» What needs to be done
Each line from the start of the entries through the line that contains "Every instance of the tree bark" should be output exactly, please.

» Input material

****

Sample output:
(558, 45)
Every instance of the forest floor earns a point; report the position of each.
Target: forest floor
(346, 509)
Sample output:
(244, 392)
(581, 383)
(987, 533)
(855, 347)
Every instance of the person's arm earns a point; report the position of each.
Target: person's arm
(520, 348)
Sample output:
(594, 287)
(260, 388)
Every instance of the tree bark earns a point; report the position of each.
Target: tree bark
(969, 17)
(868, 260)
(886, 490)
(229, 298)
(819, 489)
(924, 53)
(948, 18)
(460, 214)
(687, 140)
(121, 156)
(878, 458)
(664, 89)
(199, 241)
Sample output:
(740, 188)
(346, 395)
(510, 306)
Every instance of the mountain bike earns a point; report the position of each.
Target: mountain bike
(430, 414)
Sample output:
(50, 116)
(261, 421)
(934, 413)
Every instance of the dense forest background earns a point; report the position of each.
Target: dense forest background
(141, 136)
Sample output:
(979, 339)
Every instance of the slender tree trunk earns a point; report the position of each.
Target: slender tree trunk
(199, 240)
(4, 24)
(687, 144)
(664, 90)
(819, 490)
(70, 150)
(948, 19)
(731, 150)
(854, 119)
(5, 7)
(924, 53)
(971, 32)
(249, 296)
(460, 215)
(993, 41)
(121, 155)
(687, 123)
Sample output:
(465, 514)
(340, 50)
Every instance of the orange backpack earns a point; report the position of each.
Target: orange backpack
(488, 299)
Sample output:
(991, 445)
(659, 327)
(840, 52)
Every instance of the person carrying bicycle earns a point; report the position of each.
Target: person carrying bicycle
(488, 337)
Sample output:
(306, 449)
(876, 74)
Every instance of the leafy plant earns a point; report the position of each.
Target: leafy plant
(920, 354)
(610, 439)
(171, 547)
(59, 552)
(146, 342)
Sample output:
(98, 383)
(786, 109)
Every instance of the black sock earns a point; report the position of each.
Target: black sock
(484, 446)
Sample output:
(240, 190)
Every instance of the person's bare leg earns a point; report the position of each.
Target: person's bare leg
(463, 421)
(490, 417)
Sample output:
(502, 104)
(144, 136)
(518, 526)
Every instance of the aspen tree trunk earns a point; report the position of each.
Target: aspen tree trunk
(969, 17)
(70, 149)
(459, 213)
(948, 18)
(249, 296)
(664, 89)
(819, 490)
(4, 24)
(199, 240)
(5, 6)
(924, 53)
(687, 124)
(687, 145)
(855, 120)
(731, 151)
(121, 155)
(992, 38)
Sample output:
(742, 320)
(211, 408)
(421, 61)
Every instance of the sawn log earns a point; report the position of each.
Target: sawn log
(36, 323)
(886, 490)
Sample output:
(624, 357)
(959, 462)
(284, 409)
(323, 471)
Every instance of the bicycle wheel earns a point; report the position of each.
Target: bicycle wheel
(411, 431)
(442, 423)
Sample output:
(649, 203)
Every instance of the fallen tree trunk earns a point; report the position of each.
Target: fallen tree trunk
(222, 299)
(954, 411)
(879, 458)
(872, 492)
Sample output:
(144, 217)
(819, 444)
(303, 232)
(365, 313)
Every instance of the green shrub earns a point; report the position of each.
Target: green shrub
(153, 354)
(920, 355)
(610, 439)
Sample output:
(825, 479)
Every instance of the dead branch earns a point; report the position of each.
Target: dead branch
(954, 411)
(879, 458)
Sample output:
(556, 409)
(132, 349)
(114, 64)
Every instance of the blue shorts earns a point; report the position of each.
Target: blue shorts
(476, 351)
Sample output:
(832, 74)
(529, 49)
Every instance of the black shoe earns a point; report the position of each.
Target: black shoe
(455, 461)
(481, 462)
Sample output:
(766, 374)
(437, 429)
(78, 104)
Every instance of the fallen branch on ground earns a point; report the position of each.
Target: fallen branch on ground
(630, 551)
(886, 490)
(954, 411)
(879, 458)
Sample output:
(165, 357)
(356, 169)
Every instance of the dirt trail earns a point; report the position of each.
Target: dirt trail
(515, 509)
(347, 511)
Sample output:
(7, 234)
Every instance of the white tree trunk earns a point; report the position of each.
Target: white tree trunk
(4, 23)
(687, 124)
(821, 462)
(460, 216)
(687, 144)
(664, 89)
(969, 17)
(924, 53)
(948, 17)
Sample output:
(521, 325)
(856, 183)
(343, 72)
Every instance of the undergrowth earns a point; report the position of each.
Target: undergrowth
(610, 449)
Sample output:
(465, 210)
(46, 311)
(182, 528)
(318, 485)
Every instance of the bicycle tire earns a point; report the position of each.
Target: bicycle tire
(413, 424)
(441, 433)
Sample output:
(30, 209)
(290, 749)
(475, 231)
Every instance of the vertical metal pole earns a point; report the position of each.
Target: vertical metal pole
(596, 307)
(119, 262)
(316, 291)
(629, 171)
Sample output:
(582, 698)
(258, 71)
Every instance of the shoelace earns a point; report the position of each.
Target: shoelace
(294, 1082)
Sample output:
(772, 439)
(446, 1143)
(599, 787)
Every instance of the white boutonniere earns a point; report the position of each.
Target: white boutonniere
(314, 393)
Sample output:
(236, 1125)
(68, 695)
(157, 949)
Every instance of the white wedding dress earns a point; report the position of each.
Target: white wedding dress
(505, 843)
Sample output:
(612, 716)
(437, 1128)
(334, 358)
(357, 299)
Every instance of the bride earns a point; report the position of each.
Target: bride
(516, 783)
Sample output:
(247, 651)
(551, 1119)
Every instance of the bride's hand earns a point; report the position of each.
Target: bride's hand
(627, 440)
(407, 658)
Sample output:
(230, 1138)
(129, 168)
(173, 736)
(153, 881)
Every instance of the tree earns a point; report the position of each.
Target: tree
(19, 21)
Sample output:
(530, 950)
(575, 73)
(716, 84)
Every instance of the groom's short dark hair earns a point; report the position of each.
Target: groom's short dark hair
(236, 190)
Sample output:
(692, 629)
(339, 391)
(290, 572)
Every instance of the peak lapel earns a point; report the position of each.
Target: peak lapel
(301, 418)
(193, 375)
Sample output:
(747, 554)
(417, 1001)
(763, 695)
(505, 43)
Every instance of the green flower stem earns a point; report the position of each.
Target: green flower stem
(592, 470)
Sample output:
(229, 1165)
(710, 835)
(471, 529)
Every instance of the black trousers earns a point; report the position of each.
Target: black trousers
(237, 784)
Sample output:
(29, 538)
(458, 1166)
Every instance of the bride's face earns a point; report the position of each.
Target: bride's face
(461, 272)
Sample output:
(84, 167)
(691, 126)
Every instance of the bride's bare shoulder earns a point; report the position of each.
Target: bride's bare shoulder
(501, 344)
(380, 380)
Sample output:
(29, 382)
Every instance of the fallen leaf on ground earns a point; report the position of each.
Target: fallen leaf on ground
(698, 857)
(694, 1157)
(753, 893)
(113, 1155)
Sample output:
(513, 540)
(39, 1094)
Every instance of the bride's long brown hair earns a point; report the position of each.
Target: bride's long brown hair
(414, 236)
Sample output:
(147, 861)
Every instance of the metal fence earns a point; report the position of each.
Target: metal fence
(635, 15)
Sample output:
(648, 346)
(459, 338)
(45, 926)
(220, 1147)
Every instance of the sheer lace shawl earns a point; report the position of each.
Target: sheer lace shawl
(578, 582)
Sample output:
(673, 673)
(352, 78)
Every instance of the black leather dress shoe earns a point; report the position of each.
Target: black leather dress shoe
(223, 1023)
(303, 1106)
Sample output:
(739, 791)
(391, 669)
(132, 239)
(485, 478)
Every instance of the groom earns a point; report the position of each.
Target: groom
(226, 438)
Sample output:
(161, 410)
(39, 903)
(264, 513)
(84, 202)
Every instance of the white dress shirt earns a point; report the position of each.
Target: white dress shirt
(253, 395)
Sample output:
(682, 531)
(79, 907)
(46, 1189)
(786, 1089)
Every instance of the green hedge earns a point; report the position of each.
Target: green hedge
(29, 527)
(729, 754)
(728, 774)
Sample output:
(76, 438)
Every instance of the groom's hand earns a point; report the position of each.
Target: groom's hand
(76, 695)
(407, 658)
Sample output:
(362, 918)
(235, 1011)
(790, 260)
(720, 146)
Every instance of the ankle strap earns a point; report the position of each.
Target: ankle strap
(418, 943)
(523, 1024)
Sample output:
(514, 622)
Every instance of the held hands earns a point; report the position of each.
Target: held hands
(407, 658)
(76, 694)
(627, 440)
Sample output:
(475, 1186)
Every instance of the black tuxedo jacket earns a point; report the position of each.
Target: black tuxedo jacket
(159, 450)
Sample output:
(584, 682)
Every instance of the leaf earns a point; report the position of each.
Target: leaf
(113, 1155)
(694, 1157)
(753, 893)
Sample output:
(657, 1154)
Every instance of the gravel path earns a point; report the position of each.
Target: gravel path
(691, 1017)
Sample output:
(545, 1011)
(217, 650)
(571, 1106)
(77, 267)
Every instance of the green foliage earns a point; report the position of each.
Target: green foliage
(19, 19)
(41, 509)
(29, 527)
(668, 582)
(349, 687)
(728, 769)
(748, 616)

****

» Solution to this task
Sample output:
(558, 45)
Every instance of the forest floor earns a point; report the position of each.
Target: forest floor
(346, 509)
Sample output:
(244, 392)
(581, 383)
(987, 533)
(855, 347)
Every instance of the person's arm earns a point; report the position of each.
Target: person's arm
(520, 348)
Sample output:
(594, 287)
(260, 388)
Every instance of the tree bark earns a point; report the position of each.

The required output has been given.